**WORK INSTRUCTIONS:** Convert the stretch of the entries below that runs from the line containing "For every instance of the ear" through the line containing "x=185 y=233" into a JSON list of strings. Each line should become one string, and any blank lines should be omitted.

####################

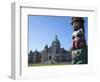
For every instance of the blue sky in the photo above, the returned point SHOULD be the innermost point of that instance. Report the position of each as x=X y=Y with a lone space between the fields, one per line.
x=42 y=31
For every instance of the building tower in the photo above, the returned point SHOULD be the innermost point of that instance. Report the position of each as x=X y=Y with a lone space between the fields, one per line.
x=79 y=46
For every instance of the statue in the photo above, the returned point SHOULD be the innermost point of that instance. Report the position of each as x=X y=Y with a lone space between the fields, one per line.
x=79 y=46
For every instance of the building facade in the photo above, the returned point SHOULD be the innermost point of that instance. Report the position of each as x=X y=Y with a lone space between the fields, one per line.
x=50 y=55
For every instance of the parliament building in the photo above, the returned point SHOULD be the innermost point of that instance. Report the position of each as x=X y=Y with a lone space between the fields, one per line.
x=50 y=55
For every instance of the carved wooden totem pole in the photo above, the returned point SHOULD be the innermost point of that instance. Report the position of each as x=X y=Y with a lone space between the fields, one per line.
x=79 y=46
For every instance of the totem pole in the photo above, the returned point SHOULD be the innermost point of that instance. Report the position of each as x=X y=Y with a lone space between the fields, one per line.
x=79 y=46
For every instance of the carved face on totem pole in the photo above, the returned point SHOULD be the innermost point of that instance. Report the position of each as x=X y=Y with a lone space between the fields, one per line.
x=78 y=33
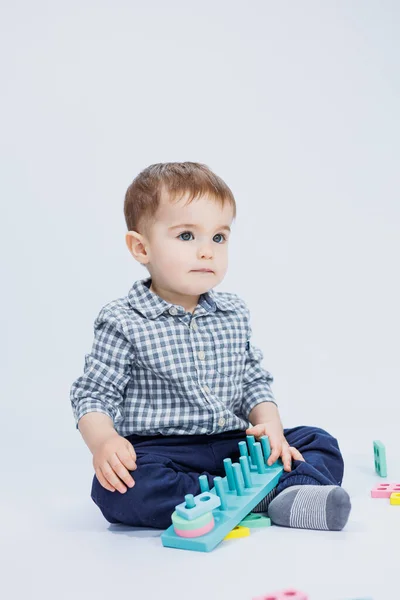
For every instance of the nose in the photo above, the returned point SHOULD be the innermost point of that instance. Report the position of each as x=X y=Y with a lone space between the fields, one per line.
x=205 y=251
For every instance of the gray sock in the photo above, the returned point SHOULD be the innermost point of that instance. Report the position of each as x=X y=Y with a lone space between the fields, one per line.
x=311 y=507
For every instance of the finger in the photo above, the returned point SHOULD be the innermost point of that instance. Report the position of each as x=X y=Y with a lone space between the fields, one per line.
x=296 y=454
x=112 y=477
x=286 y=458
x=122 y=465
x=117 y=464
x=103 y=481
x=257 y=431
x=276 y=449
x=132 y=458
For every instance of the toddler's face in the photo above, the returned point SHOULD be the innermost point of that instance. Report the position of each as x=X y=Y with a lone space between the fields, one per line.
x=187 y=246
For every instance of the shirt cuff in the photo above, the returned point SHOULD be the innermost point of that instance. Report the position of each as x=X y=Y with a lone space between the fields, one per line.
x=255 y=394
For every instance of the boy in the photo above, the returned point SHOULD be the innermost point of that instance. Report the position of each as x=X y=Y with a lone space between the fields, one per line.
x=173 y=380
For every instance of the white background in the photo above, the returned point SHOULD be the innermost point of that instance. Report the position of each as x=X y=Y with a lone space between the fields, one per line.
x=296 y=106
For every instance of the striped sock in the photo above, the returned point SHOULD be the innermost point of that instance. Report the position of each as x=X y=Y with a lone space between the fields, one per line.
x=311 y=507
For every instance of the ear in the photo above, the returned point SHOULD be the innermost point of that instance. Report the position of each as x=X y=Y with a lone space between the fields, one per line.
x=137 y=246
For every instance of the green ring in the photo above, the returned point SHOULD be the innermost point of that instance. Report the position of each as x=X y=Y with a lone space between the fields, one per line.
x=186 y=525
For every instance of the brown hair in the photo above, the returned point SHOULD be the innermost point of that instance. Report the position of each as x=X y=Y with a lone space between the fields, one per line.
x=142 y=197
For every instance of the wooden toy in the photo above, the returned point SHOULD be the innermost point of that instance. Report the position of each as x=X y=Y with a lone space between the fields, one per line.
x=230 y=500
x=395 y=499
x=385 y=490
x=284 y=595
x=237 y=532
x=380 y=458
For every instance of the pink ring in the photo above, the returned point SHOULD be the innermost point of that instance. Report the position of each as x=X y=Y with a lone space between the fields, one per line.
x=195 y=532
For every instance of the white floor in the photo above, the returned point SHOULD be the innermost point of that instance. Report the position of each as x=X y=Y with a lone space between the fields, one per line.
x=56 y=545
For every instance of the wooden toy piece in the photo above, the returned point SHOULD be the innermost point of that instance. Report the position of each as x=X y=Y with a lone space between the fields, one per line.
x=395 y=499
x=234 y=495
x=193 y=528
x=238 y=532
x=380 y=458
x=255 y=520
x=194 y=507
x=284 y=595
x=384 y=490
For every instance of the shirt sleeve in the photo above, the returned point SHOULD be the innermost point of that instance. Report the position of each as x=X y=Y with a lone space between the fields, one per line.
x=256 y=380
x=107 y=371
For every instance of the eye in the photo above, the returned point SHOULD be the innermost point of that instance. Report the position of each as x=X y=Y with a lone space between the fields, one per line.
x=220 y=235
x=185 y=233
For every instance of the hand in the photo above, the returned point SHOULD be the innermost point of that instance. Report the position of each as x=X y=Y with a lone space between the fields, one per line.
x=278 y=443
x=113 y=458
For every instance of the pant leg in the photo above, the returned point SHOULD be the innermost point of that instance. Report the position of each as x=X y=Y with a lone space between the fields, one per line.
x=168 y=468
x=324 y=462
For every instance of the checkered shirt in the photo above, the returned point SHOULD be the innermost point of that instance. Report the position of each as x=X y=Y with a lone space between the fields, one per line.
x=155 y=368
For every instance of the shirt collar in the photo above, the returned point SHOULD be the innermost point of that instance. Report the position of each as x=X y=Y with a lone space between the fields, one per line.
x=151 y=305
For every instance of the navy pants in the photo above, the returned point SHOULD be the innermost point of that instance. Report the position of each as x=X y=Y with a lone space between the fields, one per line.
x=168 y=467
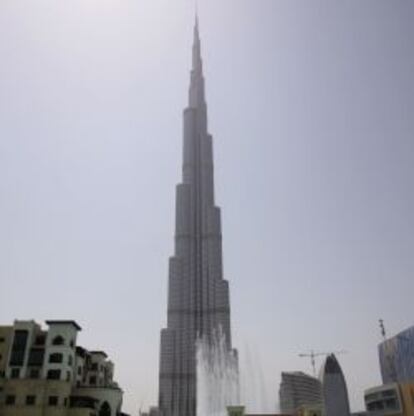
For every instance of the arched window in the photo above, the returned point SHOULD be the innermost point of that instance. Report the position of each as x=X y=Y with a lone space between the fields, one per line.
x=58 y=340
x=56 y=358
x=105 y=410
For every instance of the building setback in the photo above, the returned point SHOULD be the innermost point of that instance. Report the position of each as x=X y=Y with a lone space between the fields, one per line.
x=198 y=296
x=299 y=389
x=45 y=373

####################

**SOLUTION:**
[
  "For every instance of the ear in the photo above, the returned point SHOULD be the innermost point of that instance. Report the position of each as x=X y=Y with a lone space between the fields, one per line.",
  "x=137 y=246",
  "For every instance of the green ring in the photo above, the returned point SHOULD be the innermost point of that instance. Report the position of each as x=X y=Y with a lone space between the fields, one per line.",
  "x=186 y=525",
  "For every instance of the brown hair in the photo above, the returned point SHOULD be the innermost point of that instance. Report the position of each as x=X y=Y with a lone space between the fields, one per line.",
  "x=142 y=197",
  "For every instance of the wooden toy in the photo above, the returned point SHOULD be the innermost point of that instance. Report the position of each as x=X y=Y with a lone space between the fields, one per line.",
  "x=230 y=500",
  "x=395 y=499",
  "x=385 y=490",
  "x=284 y=595",
  "x=237 y=532",
  "x=380 y=458",
  "For every instance of the pink ring in the photo above, the returned point SHOULD be the innermost point of that instance. Report the position of each as x=X y=Y with a lone space between the fields, one per line.",
  "x=195 y=532",
  "For every instance of the white floor in the photo above, the returned point SHOULD be the innermost point of that instance. Report the position of each as x=X y=Y with a lone space between the fields, one per line.",
  "x=56 y=545",
  "For every instance of the wooden toy piece in the photo above, the returned point SHOULD be the innermost point of that instance. Report the position of each as x=X y=Y with a lone space between the fields, one per line.",
  "x=395 y=499",
  "x=234 y=495",
  "x=193 y=528",
  "x=238 y=532",
  "x=380 y=458",
  "x=255 y=520",
  "x=194 y=507",
  "x=284 y=595",
  "x=384 y=490",
  "For every instance of the shirt sleeve in the photo above, the returned point SHOULD be the innermost point of that instance. Report the position of each as x=X y=Y with a lone space between the fields, one per line.",
  "x=256 y=380",
  "x=107 y=371",
  "For every instance of the eye in the photo above, the returned point SHOULD be the innermost point of that instance. Report the position of each as x=X y=Y with a lone space between the fields, one per line.",
  "x=220 y=235",
  "x=185 y=233"
]